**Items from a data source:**
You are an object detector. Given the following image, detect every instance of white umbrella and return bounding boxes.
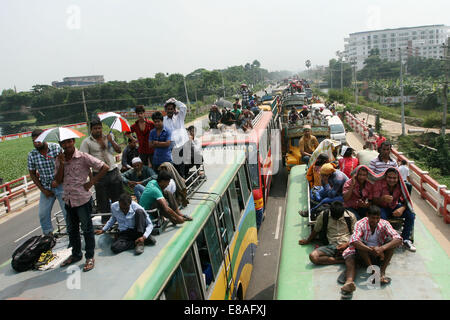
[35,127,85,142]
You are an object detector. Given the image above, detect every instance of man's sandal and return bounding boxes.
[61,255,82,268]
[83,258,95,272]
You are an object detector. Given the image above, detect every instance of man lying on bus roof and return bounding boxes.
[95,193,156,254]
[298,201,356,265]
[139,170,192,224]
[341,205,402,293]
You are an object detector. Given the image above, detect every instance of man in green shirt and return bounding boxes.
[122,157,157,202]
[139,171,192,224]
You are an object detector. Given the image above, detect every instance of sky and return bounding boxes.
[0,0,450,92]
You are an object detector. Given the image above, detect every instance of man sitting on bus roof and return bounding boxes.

---

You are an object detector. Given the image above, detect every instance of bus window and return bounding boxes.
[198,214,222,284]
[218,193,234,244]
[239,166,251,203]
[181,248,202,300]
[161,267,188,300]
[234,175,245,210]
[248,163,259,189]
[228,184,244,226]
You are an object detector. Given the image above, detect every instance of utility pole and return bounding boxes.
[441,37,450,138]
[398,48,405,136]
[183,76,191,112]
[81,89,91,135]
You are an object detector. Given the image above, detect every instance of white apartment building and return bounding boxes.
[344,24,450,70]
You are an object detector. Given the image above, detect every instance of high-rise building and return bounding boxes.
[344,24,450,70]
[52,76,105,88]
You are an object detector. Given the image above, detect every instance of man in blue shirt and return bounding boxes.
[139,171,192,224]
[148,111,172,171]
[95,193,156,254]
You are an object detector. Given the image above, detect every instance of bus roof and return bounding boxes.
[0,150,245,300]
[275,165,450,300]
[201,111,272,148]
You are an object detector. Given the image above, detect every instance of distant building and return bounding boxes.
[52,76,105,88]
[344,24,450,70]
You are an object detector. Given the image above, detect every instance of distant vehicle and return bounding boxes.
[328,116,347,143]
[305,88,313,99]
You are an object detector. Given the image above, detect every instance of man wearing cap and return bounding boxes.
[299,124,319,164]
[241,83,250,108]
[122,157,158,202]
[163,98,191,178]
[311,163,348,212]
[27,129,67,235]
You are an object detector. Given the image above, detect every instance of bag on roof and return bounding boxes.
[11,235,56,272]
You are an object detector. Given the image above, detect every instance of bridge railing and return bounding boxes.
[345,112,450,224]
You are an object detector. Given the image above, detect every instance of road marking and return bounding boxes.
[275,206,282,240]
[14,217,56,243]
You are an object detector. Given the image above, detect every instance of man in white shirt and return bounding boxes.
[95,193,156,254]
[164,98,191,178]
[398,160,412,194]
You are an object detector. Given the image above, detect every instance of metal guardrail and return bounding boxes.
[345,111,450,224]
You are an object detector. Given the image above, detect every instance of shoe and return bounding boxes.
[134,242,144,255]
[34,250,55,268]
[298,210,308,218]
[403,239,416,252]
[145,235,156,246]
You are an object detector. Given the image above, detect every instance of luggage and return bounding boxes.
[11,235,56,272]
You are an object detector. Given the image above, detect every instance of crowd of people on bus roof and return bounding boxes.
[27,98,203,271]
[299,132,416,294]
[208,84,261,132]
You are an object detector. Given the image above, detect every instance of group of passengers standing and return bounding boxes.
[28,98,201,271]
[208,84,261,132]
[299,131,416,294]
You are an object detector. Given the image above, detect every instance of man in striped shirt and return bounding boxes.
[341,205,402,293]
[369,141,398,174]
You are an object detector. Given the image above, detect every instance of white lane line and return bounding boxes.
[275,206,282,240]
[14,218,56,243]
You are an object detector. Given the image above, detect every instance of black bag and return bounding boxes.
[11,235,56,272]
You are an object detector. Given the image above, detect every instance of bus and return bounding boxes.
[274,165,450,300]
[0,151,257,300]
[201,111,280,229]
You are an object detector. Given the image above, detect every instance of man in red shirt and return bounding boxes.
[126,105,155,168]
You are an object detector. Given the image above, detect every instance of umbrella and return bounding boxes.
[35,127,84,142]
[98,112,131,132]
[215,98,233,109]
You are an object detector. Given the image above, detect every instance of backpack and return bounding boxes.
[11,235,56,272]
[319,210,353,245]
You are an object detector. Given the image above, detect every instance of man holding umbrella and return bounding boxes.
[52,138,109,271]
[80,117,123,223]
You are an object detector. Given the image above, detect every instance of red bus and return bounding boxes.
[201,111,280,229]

**What the task asks:** Repeat the items starting at the line containing "You are an object detector. Given the following" and ending at the line containing "sitting on bus roof and return bounding boxes.", swapping "bus roof" for "vehicle roof" and keeping everything else unchanged. Omit the pictures from your answer.

**Answer to this problem:**
You are an object detector. Given the following image, detect every instance of white umbrella and return bounding boxes.
[35,127,85,142]
You are an object detector. Given the image above, detect every instance of man's sandal and return bounding boxes.
[61,255,82,268]
[83,258,95,272]
You are an object detector. Given the image above, detect every instance of man lying on vehicle roof and return bounding boxes.
[95,193,156,254]
[298,201,356,265]
[139,170,192,224]
[341,205,402,293]
You are an object detector. Given the image above, detect every instance of man in green shirt and return bounding boxes.
[122,157,157,202]
[139,171,192,224]
You are an object detector. Given the image above, detect every instance of sky and return bounding boxes.
[0,0,450,92]
You are an object detector. Given the image above, detect every instance of man sitting on vehicle roof and return bounding boxes.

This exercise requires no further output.